→ EXTRACT TO READ

::::

Way to go, guys...We lost another one.

Man you all are harsh. Maybe that is why I am addicted to this site!
 

Peter Matusov (Pmatusov)
Senior Member
Username: Pmatusov

Post Number: 635
Registered: 09-2002
Posted on Monday, April 07, 2003 - 05:12 pm:   Edit Post Delete Post Print Post

Jason,

bravo for not being lazy and writing this up. this is something that deserves to be included in "want mo powah" or "wanna save on gas bill" FAQ, because it pops up very often.

in fact, from the Disco's compression ratio, i'd even risk to say 89 as a detonation threshold. i have a 68 Jeep with a Buick 350 in it, similar compression ratio and ignition timing, and it tends to ping ever so slightly on the grades when i use regular 87-octane gasoline in it.

peter
 

Land Rover Certified Used A**hole (Jason)
Senior Member
Username: Jason

Post Number: 447
Registered: 04-2002
Posted on Monday, April 07, 2003 - 06:14 pm:   Edit Post Delete Post Print Post

Peter,

unfortunately, it's a lot harder than just using compression ratio to determine acceptable octane. Most of the problem lies within the cylinder head design. The dinosaur combustion chamber on the Disco, for example, is a far cry from that on a modern DOHC import engine running 11.0:1 or higher. Cam timing events (not just intake and exhaust durations, but lobe-centers, etc., which differ by many degrees from the '95 to '96 model year with no change in compression ratio) can also affect what octane could cause a given compression-ratio'd engine to ping...


As far as a FAQ goes, I was working on a rudimentary engine article discussing many of these factors (and among others, simply explaining how an engine operates as the misunderstanding of that basic premise is what propagates most of the misinformation). Probably won't be done for a while as I need to get my thesis handed in by the 25th of this month...

Dan, using 87 octane *could* lead to carbon deposits building up within the combustion chamber over time (again, considering a 96+ Disco with the GEMS). If the 87 octane causes detonation, the engine management will retard the timing to combat this. This will cause 2 things: less power, and shorter intervals between successive sparks (e.g. increasing the chance that the air-fuel mixture does not burn completely during the combustion and following exhaust stroke).

::::

→ YOUR TASKS
**A)** In the forum thread, which engine does Peter say is in his 68 Jeep?
**B)** Please rewrite the stretch of the forum thread from "As far as a" through "following exhaust stroke).", substituting "paper" for "thesis".

(Collected data entries)
::::

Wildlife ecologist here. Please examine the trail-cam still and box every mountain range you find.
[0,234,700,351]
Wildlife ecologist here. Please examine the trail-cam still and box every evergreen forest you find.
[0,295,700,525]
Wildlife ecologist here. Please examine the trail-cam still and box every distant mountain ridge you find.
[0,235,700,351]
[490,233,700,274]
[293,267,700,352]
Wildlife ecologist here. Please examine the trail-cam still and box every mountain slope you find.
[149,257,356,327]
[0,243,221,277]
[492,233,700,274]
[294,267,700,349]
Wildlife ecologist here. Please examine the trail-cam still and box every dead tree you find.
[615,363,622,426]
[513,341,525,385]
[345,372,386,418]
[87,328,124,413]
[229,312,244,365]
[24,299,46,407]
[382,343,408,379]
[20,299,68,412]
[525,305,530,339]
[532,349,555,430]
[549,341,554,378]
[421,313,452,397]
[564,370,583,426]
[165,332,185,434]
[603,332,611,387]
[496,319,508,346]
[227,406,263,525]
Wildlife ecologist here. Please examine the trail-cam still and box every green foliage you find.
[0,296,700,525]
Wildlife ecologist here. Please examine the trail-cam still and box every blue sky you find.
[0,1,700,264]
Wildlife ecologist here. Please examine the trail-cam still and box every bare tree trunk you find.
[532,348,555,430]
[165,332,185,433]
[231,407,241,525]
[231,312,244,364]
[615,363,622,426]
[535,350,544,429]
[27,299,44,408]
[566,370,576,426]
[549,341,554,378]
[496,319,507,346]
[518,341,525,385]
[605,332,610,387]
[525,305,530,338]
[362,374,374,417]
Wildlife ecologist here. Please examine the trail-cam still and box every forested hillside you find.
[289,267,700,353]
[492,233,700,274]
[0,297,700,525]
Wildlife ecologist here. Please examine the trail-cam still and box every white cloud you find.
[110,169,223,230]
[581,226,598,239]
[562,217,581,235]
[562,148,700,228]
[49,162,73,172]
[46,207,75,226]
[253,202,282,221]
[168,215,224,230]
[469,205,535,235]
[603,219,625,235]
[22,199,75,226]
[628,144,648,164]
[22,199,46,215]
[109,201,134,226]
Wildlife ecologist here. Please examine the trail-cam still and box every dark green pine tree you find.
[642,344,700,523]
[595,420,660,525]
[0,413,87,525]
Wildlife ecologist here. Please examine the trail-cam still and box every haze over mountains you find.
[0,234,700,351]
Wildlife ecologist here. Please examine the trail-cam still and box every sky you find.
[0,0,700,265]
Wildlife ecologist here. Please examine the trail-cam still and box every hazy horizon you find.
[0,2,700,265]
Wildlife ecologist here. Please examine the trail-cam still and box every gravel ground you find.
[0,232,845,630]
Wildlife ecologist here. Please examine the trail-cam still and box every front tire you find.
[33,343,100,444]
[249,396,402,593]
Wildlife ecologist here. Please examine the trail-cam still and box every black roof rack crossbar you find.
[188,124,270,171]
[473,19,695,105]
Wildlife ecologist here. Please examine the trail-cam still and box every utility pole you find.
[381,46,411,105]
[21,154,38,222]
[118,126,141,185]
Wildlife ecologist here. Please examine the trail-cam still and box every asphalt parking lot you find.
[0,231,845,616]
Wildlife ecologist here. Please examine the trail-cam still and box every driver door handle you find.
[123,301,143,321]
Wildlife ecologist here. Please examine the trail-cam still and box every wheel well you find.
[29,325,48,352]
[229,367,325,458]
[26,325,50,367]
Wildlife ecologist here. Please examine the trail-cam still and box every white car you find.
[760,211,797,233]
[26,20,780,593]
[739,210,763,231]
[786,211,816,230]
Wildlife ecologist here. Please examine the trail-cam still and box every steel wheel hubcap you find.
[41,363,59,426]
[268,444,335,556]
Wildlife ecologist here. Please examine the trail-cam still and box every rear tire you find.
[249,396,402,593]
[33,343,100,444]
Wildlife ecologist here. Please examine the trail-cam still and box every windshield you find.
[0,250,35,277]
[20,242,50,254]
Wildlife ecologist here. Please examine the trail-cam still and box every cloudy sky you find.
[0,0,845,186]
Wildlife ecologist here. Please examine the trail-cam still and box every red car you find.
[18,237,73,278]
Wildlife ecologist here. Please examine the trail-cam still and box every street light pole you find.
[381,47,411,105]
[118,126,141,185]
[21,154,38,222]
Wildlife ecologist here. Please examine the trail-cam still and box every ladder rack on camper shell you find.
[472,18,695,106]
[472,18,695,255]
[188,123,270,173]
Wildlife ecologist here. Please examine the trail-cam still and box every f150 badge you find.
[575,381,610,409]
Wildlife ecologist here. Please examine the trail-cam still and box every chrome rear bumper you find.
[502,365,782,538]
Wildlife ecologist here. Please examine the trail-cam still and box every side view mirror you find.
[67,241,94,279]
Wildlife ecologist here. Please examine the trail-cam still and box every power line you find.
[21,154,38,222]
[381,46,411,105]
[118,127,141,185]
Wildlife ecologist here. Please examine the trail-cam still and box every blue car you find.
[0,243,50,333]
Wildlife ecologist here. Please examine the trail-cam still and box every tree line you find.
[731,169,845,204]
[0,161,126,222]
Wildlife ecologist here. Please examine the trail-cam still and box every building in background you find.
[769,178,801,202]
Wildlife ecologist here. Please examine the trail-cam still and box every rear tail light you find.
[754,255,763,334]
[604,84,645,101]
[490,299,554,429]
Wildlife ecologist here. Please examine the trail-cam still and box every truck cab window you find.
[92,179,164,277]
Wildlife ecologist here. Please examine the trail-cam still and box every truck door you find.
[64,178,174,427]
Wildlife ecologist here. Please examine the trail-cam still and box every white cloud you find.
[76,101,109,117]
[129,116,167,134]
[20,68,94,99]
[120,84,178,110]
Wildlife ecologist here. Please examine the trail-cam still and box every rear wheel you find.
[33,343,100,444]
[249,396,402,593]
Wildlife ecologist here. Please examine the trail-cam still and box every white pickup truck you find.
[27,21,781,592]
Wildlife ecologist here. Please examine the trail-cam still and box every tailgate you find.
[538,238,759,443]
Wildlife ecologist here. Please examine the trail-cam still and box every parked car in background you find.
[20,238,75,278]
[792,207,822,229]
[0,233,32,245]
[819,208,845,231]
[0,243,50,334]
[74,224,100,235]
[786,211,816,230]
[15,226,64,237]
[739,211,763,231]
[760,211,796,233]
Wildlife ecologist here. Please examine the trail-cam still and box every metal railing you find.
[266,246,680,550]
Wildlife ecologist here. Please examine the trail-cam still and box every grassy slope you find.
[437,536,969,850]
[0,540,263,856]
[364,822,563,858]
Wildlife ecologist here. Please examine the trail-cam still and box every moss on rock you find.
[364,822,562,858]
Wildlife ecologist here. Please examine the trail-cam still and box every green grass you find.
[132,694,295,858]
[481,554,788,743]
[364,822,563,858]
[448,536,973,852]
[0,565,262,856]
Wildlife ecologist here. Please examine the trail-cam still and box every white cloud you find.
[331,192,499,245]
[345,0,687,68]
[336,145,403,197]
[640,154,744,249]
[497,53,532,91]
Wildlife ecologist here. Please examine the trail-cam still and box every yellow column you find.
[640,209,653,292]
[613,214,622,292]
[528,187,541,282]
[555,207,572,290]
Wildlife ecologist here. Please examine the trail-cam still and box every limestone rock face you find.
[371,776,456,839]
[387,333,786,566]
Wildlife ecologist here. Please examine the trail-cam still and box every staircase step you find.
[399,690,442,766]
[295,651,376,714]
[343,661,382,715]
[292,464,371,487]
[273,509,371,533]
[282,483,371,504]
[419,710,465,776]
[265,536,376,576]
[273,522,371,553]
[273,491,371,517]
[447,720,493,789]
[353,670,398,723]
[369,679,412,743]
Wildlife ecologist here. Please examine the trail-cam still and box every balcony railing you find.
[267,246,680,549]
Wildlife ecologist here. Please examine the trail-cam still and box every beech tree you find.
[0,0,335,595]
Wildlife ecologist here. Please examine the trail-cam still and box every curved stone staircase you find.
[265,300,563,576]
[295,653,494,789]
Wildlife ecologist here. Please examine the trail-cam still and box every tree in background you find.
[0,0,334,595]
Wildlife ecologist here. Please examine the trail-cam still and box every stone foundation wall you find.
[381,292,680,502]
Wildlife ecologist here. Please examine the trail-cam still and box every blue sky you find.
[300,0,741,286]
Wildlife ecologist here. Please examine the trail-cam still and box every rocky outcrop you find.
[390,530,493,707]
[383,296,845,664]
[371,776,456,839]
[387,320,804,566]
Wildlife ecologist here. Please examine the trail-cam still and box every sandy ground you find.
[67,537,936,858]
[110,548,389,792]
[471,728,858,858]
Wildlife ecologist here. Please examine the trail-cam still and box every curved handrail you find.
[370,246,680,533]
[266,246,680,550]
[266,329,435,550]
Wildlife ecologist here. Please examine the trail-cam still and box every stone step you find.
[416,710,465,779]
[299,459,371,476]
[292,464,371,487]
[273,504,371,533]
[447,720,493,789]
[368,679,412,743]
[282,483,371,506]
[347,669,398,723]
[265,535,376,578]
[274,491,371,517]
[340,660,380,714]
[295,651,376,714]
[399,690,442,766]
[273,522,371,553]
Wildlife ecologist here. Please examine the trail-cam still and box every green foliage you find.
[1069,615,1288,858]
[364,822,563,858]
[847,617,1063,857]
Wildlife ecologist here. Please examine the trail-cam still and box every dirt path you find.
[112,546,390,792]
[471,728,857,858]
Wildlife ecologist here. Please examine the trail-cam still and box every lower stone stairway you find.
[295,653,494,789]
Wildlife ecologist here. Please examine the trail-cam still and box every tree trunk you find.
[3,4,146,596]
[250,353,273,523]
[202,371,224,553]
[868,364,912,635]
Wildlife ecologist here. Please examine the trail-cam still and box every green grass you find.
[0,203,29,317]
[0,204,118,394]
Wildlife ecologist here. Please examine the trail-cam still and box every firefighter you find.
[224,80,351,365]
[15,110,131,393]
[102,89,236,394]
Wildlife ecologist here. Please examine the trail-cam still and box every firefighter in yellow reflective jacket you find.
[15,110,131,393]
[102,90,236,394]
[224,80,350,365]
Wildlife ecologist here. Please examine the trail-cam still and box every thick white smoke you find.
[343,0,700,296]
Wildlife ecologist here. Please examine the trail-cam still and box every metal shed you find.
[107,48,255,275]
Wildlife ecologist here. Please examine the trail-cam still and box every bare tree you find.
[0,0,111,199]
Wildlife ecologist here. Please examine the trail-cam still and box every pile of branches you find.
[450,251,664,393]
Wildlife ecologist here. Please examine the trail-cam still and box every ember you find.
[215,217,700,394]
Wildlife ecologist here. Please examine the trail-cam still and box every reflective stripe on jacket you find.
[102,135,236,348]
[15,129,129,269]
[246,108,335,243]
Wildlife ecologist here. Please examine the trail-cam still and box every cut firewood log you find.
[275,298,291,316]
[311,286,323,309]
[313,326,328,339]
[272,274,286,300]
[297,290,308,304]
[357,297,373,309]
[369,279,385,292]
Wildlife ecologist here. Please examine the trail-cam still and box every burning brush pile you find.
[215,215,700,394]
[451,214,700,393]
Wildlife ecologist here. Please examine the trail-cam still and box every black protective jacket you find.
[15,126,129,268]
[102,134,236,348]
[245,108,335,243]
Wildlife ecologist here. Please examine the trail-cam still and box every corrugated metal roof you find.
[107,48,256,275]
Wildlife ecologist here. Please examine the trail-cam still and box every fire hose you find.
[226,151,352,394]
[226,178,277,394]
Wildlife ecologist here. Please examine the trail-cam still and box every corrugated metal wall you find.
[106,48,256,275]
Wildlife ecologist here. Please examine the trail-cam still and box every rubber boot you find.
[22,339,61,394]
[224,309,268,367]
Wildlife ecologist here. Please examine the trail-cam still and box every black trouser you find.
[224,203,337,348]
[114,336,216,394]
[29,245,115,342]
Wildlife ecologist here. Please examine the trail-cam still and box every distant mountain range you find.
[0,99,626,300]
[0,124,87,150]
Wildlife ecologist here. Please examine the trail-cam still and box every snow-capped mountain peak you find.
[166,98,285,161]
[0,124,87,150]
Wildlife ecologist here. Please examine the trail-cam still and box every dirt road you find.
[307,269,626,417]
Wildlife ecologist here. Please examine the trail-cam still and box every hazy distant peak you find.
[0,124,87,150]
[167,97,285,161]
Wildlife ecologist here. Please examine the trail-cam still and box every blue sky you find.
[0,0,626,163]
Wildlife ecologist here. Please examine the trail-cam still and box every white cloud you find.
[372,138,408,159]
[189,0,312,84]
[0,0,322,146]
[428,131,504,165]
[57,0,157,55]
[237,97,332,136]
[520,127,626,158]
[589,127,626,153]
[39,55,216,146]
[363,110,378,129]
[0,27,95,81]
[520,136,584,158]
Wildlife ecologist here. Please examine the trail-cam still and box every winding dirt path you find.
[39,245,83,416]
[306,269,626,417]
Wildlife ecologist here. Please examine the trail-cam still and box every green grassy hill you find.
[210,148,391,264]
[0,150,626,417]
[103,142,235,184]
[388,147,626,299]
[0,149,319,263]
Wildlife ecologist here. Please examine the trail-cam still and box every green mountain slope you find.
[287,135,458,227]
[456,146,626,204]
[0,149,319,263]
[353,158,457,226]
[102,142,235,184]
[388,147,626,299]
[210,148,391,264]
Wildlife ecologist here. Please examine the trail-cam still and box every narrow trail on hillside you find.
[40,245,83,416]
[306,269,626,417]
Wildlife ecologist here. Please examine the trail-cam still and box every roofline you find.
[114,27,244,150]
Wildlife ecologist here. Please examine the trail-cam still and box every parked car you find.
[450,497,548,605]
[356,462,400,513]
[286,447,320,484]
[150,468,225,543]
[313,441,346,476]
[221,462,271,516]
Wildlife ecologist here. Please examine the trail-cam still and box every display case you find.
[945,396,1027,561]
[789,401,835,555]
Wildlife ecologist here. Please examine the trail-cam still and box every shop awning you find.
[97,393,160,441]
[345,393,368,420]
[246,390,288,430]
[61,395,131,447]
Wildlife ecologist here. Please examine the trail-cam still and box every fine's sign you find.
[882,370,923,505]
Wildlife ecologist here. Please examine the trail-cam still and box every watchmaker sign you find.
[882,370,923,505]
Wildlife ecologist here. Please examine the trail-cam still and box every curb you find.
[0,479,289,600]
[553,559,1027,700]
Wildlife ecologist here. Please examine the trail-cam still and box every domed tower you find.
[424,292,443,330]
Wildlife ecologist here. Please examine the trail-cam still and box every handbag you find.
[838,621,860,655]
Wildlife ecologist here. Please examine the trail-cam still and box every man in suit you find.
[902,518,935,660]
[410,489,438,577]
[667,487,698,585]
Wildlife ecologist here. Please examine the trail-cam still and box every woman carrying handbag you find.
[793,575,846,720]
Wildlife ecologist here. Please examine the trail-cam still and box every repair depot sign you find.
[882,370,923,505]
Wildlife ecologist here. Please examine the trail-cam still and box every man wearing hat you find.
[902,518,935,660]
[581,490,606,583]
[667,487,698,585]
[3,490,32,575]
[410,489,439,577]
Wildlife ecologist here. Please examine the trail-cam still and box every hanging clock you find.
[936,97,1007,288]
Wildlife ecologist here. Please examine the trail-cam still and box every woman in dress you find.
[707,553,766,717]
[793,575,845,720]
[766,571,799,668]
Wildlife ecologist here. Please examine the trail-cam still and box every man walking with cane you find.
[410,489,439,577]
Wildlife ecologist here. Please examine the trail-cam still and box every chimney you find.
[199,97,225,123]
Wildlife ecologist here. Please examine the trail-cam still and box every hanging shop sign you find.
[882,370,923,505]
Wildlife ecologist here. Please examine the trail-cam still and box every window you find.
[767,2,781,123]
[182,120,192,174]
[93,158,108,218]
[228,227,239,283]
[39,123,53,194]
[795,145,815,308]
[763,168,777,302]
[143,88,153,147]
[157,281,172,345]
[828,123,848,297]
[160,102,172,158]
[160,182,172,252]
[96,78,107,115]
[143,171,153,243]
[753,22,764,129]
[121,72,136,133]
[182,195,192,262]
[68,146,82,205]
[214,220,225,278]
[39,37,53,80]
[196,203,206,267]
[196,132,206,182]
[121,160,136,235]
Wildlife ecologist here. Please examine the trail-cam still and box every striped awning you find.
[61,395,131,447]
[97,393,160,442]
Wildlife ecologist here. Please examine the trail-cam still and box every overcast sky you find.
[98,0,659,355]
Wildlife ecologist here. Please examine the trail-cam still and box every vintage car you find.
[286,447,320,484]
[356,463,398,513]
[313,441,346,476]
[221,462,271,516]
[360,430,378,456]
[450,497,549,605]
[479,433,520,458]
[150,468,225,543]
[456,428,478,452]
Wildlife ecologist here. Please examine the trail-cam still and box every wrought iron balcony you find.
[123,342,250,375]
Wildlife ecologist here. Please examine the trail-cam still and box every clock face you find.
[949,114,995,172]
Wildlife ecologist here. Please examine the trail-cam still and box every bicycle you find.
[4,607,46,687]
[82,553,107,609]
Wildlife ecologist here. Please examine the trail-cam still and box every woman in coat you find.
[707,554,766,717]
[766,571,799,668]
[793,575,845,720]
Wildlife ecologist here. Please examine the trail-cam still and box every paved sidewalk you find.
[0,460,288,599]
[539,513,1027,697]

::::

→ SOLVED TASKS
**A)** A Buick 350.

**B)**
As far as a FAQ goes, I was working on a rudimentary engine article discussing many of these factors (and among others, simply explaining how an engine operates as the misunderstanding of that basic premise is what propagates most of the misinformation). Probably won't be done for a while as I need to get my paper handed in by the 25th of this month...

Dan, using 87 octane *could* lead to carbon deposits building up within the combustion chamber over time (again, considering a 96+ Disco with the GEMS). If the 87 octane causes detonation, the engine management will retard the timing to combat this. This will cause 2 things: less power, and shorter intervals between successive sparks (e.g. increasing the chance that the air-fuel mixture does not burn completely during the combustion and following exhaust stroke).